Problem requirements: Please retype the whole listing below character for character, changing nothing.

☆ ☆ ☆ ☆ ☆ ☆ ☆

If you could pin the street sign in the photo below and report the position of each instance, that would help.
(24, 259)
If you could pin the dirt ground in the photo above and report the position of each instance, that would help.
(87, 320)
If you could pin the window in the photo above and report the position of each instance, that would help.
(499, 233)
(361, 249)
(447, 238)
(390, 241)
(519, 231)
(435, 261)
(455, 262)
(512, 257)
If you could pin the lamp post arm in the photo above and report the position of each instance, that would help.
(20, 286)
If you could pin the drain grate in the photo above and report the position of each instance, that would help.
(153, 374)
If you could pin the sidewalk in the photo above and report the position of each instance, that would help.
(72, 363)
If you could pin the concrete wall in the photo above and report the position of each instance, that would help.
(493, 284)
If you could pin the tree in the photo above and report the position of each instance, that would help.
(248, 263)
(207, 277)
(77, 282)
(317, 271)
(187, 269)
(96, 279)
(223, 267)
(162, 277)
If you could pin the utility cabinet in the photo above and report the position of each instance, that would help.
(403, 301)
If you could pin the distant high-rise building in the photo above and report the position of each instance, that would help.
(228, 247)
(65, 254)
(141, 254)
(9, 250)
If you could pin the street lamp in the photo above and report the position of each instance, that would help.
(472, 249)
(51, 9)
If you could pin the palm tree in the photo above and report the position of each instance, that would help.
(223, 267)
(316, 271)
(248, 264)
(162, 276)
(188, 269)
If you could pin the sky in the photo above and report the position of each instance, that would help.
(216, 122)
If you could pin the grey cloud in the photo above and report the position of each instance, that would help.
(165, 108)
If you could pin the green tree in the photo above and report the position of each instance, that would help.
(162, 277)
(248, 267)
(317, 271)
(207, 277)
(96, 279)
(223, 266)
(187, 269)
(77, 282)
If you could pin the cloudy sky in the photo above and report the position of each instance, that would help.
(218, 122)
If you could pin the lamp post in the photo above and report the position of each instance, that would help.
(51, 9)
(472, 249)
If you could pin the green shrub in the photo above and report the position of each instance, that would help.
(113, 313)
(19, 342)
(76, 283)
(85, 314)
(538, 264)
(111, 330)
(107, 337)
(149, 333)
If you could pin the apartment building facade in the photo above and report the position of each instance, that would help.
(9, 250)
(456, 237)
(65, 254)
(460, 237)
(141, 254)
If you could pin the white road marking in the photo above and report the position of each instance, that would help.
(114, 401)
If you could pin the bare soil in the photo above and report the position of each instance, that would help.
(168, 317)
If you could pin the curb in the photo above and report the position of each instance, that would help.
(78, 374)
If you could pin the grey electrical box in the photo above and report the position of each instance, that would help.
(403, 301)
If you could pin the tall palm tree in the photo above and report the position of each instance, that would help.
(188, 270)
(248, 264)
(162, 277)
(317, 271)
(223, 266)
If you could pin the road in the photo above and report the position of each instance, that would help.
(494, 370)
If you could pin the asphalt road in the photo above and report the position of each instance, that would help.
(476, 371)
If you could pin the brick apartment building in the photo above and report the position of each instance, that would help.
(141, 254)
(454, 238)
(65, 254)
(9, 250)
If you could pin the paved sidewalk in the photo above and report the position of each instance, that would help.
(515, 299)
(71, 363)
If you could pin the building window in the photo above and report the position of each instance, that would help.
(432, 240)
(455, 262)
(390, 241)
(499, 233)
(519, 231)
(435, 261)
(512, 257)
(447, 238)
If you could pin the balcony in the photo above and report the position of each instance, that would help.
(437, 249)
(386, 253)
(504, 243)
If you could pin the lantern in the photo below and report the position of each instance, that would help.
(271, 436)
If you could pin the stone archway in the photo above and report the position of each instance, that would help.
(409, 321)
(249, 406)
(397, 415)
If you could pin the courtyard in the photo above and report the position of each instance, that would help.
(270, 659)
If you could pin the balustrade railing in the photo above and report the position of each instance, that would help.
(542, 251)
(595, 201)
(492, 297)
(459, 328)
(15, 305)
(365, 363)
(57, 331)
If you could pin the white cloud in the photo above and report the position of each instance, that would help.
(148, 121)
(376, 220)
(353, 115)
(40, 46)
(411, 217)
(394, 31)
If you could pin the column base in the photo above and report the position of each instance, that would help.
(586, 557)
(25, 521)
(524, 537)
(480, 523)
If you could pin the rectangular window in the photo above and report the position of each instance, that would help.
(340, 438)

☆ ☆ ☆ ☆ ☆ ☆ ☆

Final result:
If you could pin the street sign in the photo below and report the position of each instance, that would help.
(24, 259)
If you could pin the dirt ground in the photo above and report the position of each instance, that would help.
(87, 320)
If you could pin the window in the photo above and report the position of each instance, that would help.
(499, 233)
(361, 249)
(447, 238)
(390, 241)
(519, 231)
(435, 261)
(455, 262)
(512, 257)
If you could pin the lamp post arm in the photo above and report the position of each instance, that would help.
(20, 286)
If you could pin the drain grate in the photo above and report the position of each instance, that would help.
(153, 374)
If you could pin the sidewalk in the photo above and report the position of each instance, that would help.
(72, 363)
If you could pin the concrete wall in the photo above and report the position of each instance, that would help.
(493, 284)
If you could pin the tree in the photo above and report the position of each instance, that would help.
(248, 263)
(207, 277)
(77, 282)
(317, 271)
(187, 269)
(96, 279)
(223, 267)
(162, 277)
If you could pin the utility cabinet in the photo above and report the position of each instance, that would help.
(403, 301)
If you could pin the distant high-rise building in the photo above and report the position of each instance, that would help.
(228, 247)
(65, 254)
(141, 254)
(9, 250)
If you could pin the street lamp in the photo above and report the position of each instance, that would help.
(472, 249)
(51, 9)
If you could pin the palm tree in the photo above and report the position of each instance, that would help.
(223, 267)
(316, 271)
(248, 264)
(162, 276)
(188, 269)
If you could pin the sky in the photo above and report the position of each instance, that would help.
(216, 122)
If you could pin the grey cloud in the photo above and report the position of each instance, that would help.
(165, 108)
If you could pin the green tree in the photo above and report the position of each instance, that would help.
(162, 277)
(248, 267)
(317, 271)
(207, 277)
(96, 279)
(223, 266)
(187, 269)
(77, 282)
If you could pin the cloudy sky in the photo above and report the position of each instance, that would help.
(218, 122)
If you could pin the lamp post in the photo above and report the position of each instance, that would help.
(51, 9)
(472, 249)
If you could pin the green shrub in the photo above and report the position of each instance, that would help.
(113, 313)
(19, 342)
(76, 283)
(85, 314)
(538, 264)
(111, 330)
(107, 337)
(149, 333)
If you could pin the apartment building facade in the photo above and report the position of each instance, that would help.
(9, 250)
(456, 237)
(65, 254)
(460, 237)
(141, 254)
If you could pin the white road marking in the photo above and report the position of each instance, that would help.
(114, 401)
If you could pin the bare soil in the photo above and report the position of each instance, that would help.
(168, 317)
If you could pin the curb in the photo above and report the position of each instance, that would help.
(78, 374)
If you could pin the grey electrical box in the photo above and report the position of each instance, that would help.
(403, 301)
If you could pin the tall palm tree in the photo above and report the position of each instance, that would help.
(188, 270)
(248, 264)
(162, 277)
(317, 271)
(223, 266)
If you could pin the road in the photo above and report the position of each instance, that would help.
(494, 370)
If you could pin the asphalt road in the photo above and report the position of each instance, that would help.
(476, 371)
If you could pin the brick apartment building in the photo above and report the position of each instance, that would help.
(141, 254)
(454, 238)
(65, 254)
(9, 250)
If you could pin the paved sidewalk in the photo above and report the position of each instance, that would help.
(515, 299)
(71, 363)
If you could pin the building window in the photo above and report the position of each instance, that would help.
(432, 240)
(455, 262)
(390, 241)
(499, 233)
(519, 231)
(435, 261)
(512, 257)
(447, 238)
If you could pin the balcony in the photo above and report the position of each instance, that would help.
(437, 249)
(386, 253)
(504, 243)
If you could pin the lantern in the photo below and report the position of each instance, that would help.
(271, 436)
If you could pin the stone archway in the photo above and report the position of each instance, that would help.
(409, 321)
(249, 406)
(397, 415)
If you could pin the courtyard in the photo above and report the position of each instance, that would help.
(270, 659)
If you could pin the balustrade railing in the photo above and report the position of each instance, that would help.
(542, 251)
(595, 201)
(492, 297)
(459, 328)
(15, 305)
(365, 363)
(57, 331)
If you could pin the white cloud in the photo above and report the position of each instance, that would help.
(148, 121)
(376, 220)
(353, 115)
(40, 46)
(411, 217)
(394, 31)
If you could pin the column base in the photo above and report the position of each instance, that would help.
(586, 557)
(25, 521)
(524, 537)
(480, 523)
If you could pin the rectangular window in the photo above and report the position of each instance, that would help.
(340, 438)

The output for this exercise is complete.